* Elenco dei compiti:
A: Riproduci fedelmente il passo del brano su James e la volontà di credere, cominciando da "All’ampliamento quantitativo e" e proseguendo fino a "la decisione dell’uomo.".
B: Prosegui il brano su James e la volontà di credere dopo la sua ultima frase.

* Blocco di testo:
All’ampliamento quantitativo e qualitativo del concetto di
esperienza corrisponde un’ulteriore critica di ogni concezione
intellettualistica o comunque puramente teoretica della verità,
appunto perché assai più complesso è il campo di riferimento delle
idee o più esattamente della funzione delle idee, della loro
capacità d’influire sull’ulteriore sviluppo dell’esperienza, in
modo da renderla più soddisfacente per i nostri bisogni e le
nostre aspirazioni. Proprio su questa linea, che per altro verso
porta a un «empirismo radicale» – svolto da James in alcuni
scritti degli ultimi anni della sua vita – s’innesta il tema della
«volontà di credere», ossia del fatto che, rispetto a certi
problemi essenziali, veramente decisiva non è la conoscenza, ma
l’azione o quanto meno l’atteggiamento, la decisione dell’uomo.

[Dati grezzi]
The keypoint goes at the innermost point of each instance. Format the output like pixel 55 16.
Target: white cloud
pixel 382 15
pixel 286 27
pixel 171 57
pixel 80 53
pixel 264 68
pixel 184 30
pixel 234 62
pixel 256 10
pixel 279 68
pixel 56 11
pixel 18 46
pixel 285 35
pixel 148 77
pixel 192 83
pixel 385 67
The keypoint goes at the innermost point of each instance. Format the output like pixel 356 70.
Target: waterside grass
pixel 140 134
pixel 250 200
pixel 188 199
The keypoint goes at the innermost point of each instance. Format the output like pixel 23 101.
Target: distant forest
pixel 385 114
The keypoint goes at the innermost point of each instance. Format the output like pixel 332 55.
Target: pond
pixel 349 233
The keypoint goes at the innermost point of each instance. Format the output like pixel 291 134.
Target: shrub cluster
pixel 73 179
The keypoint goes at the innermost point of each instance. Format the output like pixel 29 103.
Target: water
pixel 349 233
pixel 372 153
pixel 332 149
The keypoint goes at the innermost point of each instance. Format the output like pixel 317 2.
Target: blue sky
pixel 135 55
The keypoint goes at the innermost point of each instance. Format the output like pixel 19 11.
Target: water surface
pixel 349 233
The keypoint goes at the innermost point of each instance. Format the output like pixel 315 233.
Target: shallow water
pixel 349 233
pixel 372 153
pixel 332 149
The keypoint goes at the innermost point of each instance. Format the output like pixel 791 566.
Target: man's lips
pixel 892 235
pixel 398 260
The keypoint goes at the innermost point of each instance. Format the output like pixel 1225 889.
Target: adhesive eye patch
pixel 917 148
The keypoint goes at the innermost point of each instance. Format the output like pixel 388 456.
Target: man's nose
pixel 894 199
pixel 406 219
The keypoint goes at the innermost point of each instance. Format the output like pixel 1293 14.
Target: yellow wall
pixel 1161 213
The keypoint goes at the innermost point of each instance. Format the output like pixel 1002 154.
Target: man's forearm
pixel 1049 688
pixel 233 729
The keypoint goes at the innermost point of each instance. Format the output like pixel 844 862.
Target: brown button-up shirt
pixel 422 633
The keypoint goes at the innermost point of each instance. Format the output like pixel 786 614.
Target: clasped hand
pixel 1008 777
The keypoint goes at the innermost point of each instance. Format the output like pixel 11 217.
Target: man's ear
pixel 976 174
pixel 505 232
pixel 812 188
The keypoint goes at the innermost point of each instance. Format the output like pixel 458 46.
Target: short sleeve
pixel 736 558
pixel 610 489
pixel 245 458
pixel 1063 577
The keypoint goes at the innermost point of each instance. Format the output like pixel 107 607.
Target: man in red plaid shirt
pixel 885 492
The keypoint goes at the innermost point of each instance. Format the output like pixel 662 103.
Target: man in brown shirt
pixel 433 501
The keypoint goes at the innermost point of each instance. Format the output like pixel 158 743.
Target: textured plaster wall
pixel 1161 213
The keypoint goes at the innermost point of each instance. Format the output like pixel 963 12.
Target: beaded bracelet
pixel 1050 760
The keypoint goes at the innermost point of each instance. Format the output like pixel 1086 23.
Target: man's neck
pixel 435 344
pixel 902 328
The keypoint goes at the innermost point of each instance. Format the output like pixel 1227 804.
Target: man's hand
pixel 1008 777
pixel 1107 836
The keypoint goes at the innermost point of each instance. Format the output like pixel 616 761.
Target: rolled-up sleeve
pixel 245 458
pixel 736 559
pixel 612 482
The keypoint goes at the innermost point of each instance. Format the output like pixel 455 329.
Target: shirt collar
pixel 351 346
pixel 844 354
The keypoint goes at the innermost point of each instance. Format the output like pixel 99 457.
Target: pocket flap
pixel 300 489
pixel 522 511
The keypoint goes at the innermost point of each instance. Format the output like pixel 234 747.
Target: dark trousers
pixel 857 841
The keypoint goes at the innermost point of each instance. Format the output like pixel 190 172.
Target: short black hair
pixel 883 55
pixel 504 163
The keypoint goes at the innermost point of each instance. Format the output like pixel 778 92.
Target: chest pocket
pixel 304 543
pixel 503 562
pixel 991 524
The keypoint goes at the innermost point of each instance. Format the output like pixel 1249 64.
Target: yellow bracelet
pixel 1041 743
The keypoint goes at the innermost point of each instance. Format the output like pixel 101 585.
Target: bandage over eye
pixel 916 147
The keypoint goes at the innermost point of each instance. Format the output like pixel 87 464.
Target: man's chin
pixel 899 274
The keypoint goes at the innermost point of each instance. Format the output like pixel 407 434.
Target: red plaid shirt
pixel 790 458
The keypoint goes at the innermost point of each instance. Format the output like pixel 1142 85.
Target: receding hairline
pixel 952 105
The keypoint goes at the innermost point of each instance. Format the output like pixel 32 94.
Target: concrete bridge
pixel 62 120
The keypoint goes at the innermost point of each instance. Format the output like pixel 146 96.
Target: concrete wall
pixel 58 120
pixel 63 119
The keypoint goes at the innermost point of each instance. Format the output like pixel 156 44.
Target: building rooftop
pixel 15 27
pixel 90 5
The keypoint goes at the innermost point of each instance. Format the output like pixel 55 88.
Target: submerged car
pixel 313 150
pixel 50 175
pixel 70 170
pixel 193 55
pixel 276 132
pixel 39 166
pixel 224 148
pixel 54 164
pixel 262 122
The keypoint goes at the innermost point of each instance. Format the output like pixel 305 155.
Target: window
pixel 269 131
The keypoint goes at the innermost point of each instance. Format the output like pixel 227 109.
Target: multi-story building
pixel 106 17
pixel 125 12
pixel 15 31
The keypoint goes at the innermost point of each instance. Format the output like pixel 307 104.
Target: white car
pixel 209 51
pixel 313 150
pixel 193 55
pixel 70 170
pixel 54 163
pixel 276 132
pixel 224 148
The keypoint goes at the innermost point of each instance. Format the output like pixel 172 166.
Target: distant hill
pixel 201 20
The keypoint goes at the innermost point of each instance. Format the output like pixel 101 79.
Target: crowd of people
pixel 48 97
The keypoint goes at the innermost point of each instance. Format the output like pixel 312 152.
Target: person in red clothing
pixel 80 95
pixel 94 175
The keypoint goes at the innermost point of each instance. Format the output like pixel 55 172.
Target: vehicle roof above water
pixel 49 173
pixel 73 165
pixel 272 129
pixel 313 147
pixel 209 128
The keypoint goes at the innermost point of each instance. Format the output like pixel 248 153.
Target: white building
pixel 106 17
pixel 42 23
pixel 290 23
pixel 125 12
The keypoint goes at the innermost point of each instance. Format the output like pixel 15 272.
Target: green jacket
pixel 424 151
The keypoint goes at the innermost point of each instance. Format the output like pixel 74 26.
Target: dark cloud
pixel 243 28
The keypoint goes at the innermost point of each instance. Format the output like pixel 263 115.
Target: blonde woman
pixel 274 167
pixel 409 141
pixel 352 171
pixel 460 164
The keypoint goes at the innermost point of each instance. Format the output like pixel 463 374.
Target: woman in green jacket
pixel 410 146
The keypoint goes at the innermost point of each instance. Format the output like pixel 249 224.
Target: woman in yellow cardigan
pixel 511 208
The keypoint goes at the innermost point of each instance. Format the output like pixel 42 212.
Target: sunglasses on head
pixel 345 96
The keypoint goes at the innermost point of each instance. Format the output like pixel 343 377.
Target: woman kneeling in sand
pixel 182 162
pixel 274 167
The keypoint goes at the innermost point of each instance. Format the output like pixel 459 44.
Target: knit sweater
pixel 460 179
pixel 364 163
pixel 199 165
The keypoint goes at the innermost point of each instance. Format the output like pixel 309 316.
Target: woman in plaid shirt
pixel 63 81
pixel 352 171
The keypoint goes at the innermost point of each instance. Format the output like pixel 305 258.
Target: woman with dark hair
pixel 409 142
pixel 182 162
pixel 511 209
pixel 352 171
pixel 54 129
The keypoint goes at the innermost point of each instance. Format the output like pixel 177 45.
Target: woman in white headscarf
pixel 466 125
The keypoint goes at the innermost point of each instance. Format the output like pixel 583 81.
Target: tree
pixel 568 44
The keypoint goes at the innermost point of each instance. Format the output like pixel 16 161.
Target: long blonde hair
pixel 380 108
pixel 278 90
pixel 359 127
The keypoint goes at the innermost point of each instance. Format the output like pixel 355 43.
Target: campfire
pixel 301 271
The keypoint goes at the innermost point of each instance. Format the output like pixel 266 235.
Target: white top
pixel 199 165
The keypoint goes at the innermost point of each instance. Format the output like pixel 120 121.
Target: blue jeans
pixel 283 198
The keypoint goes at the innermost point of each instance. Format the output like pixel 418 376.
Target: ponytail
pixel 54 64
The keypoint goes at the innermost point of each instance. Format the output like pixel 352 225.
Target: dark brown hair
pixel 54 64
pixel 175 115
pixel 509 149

* Risposte:
A:
All’ampliamento quantitativo e qualitativo del concetto di
esperienza corrisponde un’ulteriore critica di ogni concezione
intellettualistica o comunque puramente teoretica della verità,
appunto perché assai più complesso è il campo di riferimento delle
idee o più esattamente della funzione delle idee, della loro
capacità d’influire sull’ulteriore sviluppo dell’esperienza, in
modo da renderla più soddisfacente per i nostri bisogni e le
nostre aspirazioni. Proprio su questa linea, che per altro verso
porta a un «empirismo radicale» – svolto da James in alcuni
scritti degli ultimi anni della sua vita – s’innesta il tema della
«volontà di credere», ossia del fatto che, rispetto a certi
problemi essenziali, veramente decisiva non è la conoscenza, ma
l’azione o quanto meno l’atteggiamento, la decisione dell’uomo.

B:
Tipico caso è il dilemma tra determinismo e indeterminismo, che
non potrà mai essere deciso da considerazioni puramente
teoretiche, e dal quale non c’è scampo se non in senso pratico, e
cioè riconoscendo che l’indeterminismo, l’affermazione della
libertà, è una concezione più favorevole a promuovere un’azione
che dia maggiore significato alla vita. Analogamente non c’è
possibilità di decisione puramente teoretica tra ottimismo e
pessimismo circa il senso complessivo dell’Universo, ma è
possibile e auspicabile invece una forma di «migliorismo», ossia
la convinzione che il bene dell’Universo, poco o tanto che sia,
non è indipendente dal modo in cui l’uomo si impegna per esso. Da
questo punto di vista, infine, ancora con James, il p. giunge a
elaborare una concezione specifica della religione connettendola
appunto, da un lato, con la volontà di credere, con il
migliorismo, per cui la stessa divinità è intesa come principio
attivo, ancora aperto, non compiuto, con cui l’uomo può e deve
collaborare, e dall’altro lato, con il concetto particolarmente
ampio di esperienza, per cui viene riconosciuta la legittimità e
irriducibilità non soltanto dell’esperienza religiosa in generale,
ma delle varie forme di esperienza religiosa in quanto
testimoniano un contatto con poteri più alti a cui ci si sente
legati per il proprio destino personale. L’accentuazione del
momento pratico per la comprensione della stessa verità logica
all’interno del p. ha avuto poi la sua formulazione forse più
radicale nell’«umanismo» di Schiller, dove il criterio di scelta
in base a valori e interessi umani è considerato determinante per
risolvere non soltanto i problemi di cui non è possibile una
decisione strettamente teorica, ma anche per l’intero processo di
pensiero e di conoscenza. In questo senso anzi il p. viene inteso
come una sorta di ripresa dell’antico detto di Protagora: l’uomo è
la misura di tutte le cose, per cui l’essenziale è l’accertamento
dell’utilità delle conoscenze rispetto alle esigenze pratiche
umane.
L’influenza del pragmatismo in Italia.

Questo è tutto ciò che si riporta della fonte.